### [STATED EXERCISE]
Number each line of the entries below in a list, omitting any blank lines.

### [DATA TO USE]
++++++

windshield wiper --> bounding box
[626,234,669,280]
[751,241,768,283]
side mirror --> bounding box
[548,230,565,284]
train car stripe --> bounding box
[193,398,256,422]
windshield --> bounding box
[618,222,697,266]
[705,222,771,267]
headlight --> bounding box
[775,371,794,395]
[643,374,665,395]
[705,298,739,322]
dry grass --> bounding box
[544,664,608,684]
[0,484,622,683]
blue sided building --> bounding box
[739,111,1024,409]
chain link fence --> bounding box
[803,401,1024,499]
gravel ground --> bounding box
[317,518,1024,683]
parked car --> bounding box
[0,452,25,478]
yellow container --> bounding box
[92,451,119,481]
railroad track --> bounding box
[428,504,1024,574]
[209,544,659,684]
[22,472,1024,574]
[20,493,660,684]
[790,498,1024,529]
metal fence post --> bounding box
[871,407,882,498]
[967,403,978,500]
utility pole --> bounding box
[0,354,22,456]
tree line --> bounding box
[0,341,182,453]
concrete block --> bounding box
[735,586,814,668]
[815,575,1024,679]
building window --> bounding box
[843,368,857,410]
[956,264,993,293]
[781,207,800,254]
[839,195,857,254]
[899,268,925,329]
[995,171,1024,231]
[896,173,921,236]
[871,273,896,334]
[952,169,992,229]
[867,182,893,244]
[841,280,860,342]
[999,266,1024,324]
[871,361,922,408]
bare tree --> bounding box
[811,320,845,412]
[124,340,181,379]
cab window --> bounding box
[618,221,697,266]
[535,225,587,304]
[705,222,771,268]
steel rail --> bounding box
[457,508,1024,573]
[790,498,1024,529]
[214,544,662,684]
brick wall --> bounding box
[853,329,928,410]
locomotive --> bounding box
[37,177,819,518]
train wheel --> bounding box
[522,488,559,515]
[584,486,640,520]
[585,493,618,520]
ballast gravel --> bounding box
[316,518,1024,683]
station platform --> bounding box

++++++

### [EXERCISE RESPONSE]
1. windshield wiper --> bounding box
2. [626,234,669,280]
3. [751,241,768,283]
4. side mirror --> bounding box
5. [548,230,565,284]
6. train car stripe --> bounding box
7. [193,398,256,422]
8. windshield --> bounding box
9. [618,222,697,266]
10. [705,222,771,267]
11. headlight --> bounding box
12. [775,371,794,395]
13. [643,374,665,395]
14. [705,298,739,322]
15. dry grass --> bounding box
16. [544,664,608,684]
17. [0,484,622,683]
18. blue sided building --> bounding box
19. [739,111,1024,409]
20. chain link fence --> bounding box
21. [803,401,1024,499]
22. gravel ground --> bounding box
23. [317,518,1024,683]
24. parked car --> bounding box
25. [0,452,25,478]
26. yellow container --> bounding box
27. [92,451,119,481]
28. railroad track --> bounding box
29. [428,504,1024,574]
30. [209,544,659,684]
31. [22,472,1024,574]
32. [20,493,660,684]
33. [790,498,1024,529]
34. metal fence post --> bounding box
35. [871,407,882,498]
36. [967,403,978,500]
37. utility pole --> bounding box
38. [0,354,22,456]
39. tree line --> bounding box
40. [0,341,182,453]
41. concrete block --> bounding box
42. [735,586,814,668]
43. [815,575,1024,679]
44. building window --> bounding box
45. [843,368,857,410]
46. [956,264,993,293]
47. [781,207,800,254]
48. [839,195,857,254]
49. [899,268,925,329]
50. [995,171,1024,231]
51. [896,173,921,236]
52. [871,273,896,334]
53. [952,169,992,229]
54. [867,182,893,244]
55. [841,280,860,342]
56. [999,266,1024,324]
57. [871,361,922,408]
58. bare tree --> bounding box
59. [811,320,845,412]
60. [124,340,181,379]
61. cab window --> bounding box
62. [618,221,697,266]
63. [535,225,587,304]
64. [705,222,771,268]
65. steel rail --> bounding box
66. [457,508,1024,573]
67. [790,498,1024,529]
68. [214,544,662,684]
69. brick wall --> bounding box
70. [853,329,928,410]
71. locomotive --> bounding box
72. [37,177,819,518]
73. train wheel --> bounding box
74. [522,488,559,515]
75. [584,486,640,520]
76. [585,493,618,520]
77. ballast gravel --> bounding box
78. [316,518,1024,683]
79. station platform --> bounding box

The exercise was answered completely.